_What you should do_
Please reproduce each of the records below word for word.
## Begin
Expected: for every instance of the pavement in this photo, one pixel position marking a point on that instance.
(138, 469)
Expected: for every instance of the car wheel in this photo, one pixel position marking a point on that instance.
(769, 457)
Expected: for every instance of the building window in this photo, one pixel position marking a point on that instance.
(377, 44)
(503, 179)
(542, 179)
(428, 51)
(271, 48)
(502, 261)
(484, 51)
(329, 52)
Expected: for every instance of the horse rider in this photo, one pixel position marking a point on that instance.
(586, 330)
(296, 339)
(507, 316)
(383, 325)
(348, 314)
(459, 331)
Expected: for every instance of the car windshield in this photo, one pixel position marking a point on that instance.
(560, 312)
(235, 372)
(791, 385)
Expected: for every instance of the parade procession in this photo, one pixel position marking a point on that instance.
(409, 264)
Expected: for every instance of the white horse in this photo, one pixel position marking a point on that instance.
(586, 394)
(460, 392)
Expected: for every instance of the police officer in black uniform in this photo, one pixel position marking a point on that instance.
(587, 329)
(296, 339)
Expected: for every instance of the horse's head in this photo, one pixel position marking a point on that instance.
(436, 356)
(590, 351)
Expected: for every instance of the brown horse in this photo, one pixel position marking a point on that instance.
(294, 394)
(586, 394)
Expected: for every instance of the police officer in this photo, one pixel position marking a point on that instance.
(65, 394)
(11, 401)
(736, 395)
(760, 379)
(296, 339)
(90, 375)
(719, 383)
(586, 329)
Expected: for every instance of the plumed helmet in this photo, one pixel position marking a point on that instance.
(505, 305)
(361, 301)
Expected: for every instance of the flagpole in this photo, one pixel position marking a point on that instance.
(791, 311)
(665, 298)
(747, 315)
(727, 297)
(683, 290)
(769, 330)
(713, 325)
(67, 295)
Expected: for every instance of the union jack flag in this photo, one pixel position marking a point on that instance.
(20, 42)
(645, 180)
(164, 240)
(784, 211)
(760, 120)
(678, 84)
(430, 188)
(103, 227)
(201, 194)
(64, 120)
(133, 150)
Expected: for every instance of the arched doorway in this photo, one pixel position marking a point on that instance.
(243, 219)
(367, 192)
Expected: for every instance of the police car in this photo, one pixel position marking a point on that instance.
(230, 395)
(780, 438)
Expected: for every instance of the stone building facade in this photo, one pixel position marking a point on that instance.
## End
_Task result_
Expected: for every instance of the pavement in this photo, one pixel position marking a point on that instance.
(138, 469)
Expected: for every instance of the car wheel in this photo, one pixel position marking a point on that instance.
(769, 457)
Expected: for every instance of the building window in this photo, one pixel position marking a point on that instance.
(377, 44)
(503, 179)
(542, 179)
(428, 51)
(271, 48)
(502, 261)
(484, 51)
(329, 52)
Expected: for every instance of the horse rider in this photo, one pixel position marking a point on that instance.
(586, 330)
(296, 339)
(507, 316)
(383, 325)
(348, 314)
(459, 331)
Expected: for every instance of the car windshield in this photo, one pixel position marking a point on that instance.
(560, 312)
(235, 372)
(791, 385)
Expected: for every instance of the parade procession in this photo, one pixel position marking a point on that instance.
(409, 264)
Expected: for every instance of the white horse in this photo, one pixel position marking a point on that instance.
(586, 394)
(460, 392)
Expected: for every instance of the police officer in black uniform in this photo, one pixel position marking a point on that instance.
(587, 329)
(296, 339)
Expected: for every instance of the horse's head in this photo, one pixel position marking a point on that instance.
(436, 356)
(590, 351)
Expected: for every instance of the brown horse in this photo, one pixel position marking a point on that instance.
(294, 394)
(586, 394)
Expected: for every instance of the police officer in this photo, one pixel position marking a point on that instance.
(65, 394)
(11, 401)
(736, 395)
(760, 379)
(296, 339)
(90, 375)
(719, 383)
(586, 329)
Expected: for every instance of the plumed helmet in this photo, one pixel position marking a point on that instance.
(505, 305)
(361, 301)
Expected: for every instance of the flagpole in this photo, one pixel position marking a point on that instance.
(791, 311)
(665, 298)
(747, 315)
(727, 297)
(683, 290)
(769, 330)
(713, 325)
(67, 295)
Expected: for every instance of the union jack flag in this photo, one pixel position marking a point on that instance.
(20, 42)
(645, 180)
(164, 240)
(784, 211)
(760, 120)
(678, 84)
(430, 188)
(103, 227)
(201, 194)
(64, 120)
(133, 150)
Expected: for every instance of the arched doorway in this photo, one pixel position marking a point on that instance.
(243, 219)
(367, 192)
Expected: for every instance of the police car in this photo, one pixel position marking a point on that instance.
(230, 395)
(780, 438)
Expected: for every instance of the stone building facade in this photo, one pixel position marking a point on that instance.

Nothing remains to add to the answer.